Given instruction a
Reproduce the stretch of the Java performance tuning notes from "Java - Performance" through "Java if possible.", copying it word for word.

### Selected excerpt ###

Java - Performance Tuning


New Relic
JRebel allows for newly compiled code to be redeployed without restarting the application.

HotSwap support: the object-oriented architecture of the Java HotSpot VM enables advanced features such as on-the-fly class redefinition, or "HotSwap". This feature provides the ability to substitute modified code in a running application through the debugger APIs. HotSwap adds functionality to the Java Platform Debugger Architecture, enabling a class to be updated during execution while under the control of a debugger. It also allows profiling operations to be performed by hotswapping in versions of methods in which profiling code has been inserted.

Use most recent version of Java if possible.

Ensure that your operating system patches are up-to-date.

Eliminate variability. The software that you are benchmarking should be run on a strip-down machine (no other software should be on that system).

Change one variable at a time and benchmark each change.

Benchmark (measure your application performance repeatedly multiple times; maybe 100 times). Rigor is especially necessary when measuring Java application performance because the behavior of Java Hotspot VM adapts and reacts to specific machine and specific application it is running. At startup, JVM typically spend some time in interpreted mode while it is profiled to find hot methods. When a method get sufficiently hot, it may be compiled and optimized into native code. So when we benchmark, make sure that we hammer it with sufficient iteration, duration, and amount of data. Make sure to give JVM enough time to warm up. For certain applications, garbage collection can complicate writing benchmarks. It is important to note, however that for a given set of tuning parameters that GC throughput is predictable. So, either avoid object allocation in your inner loop (to avoid invoking GC) or run long enough to reach GC steady state. If you do allocate objects as part of the benchmark, be careful to size the heap as to minimize the impact of GC and gather enough samples so that you get a fair average for how much time is spent in GC.

### Listed records ###

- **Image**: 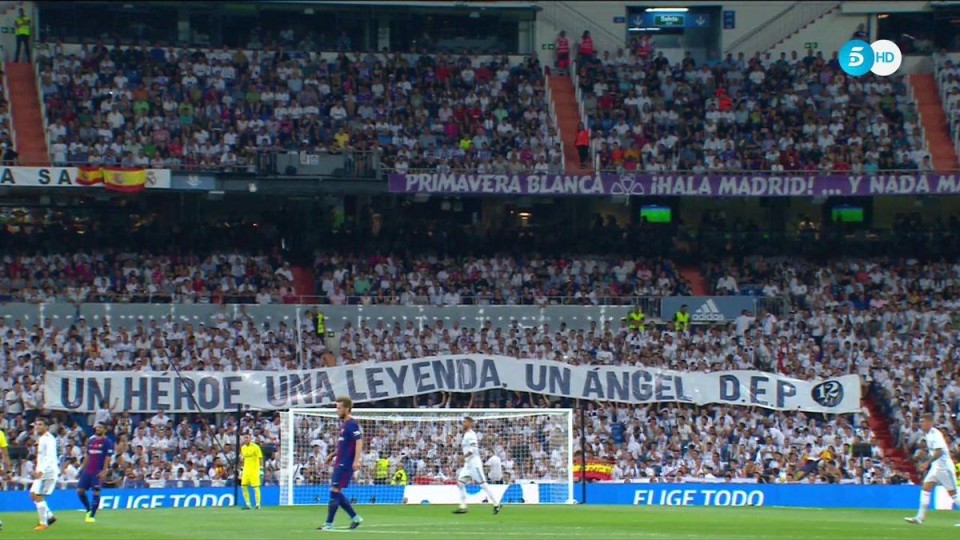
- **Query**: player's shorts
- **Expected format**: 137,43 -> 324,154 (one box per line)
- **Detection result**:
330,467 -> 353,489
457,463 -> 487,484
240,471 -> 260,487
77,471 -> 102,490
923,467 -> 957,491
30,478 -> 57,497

###
### Listed records ###

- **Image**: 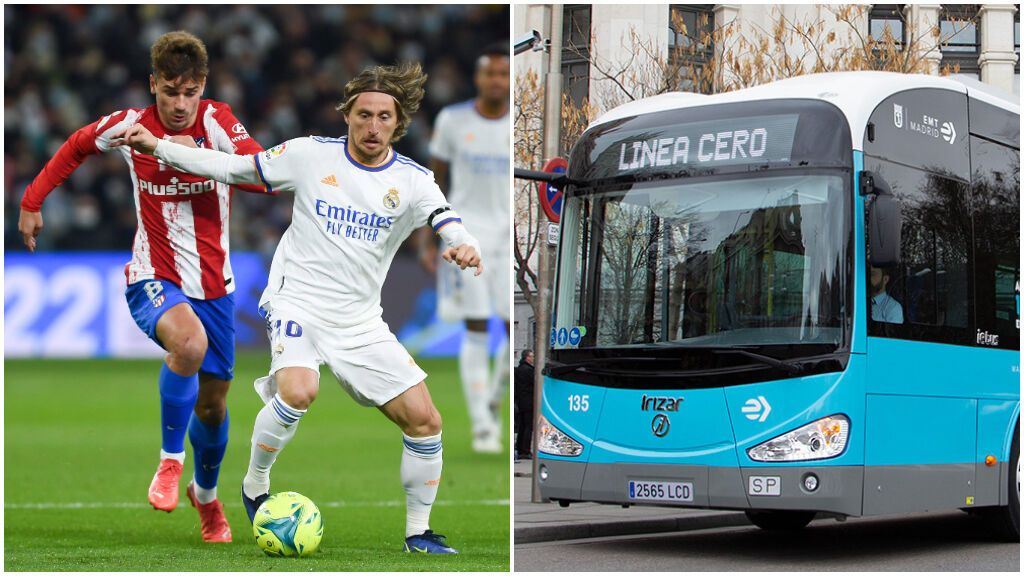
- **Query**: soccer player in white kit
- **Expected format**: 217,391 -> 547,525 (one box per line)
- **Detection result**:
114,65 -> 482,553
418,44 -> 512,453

###

Given instruction b
Identify each of the rows above that contains the string "line", and copy every such row in full.

Final answer a
Java - Performance Tuning


New Relic
JRebel allows for newly compiled code to be redeployed without restarting the application.

HotSwap support: the object-oriented architecture of the Java HotSpot VM enables advanced features such as on-the-fly class redefinition, or "HotSwap". This feature provides the ability to substitute modified code in a running application through the debugger APIs. HotSwap adds functionality to the Java Platform Debugger Architecture, enabling a class to be updated during execution while under the control of a debugger. It also allows profiling operations to be performed by hotswapping in versions of methods in which profiling code has been inserted.

Use most recent version of Java if possible.

Final answer b
- **Expected format**: 137,43 -> 324,154 (one box per line)
- **Expected format**: 217,391 -> 547,525 (one box per line)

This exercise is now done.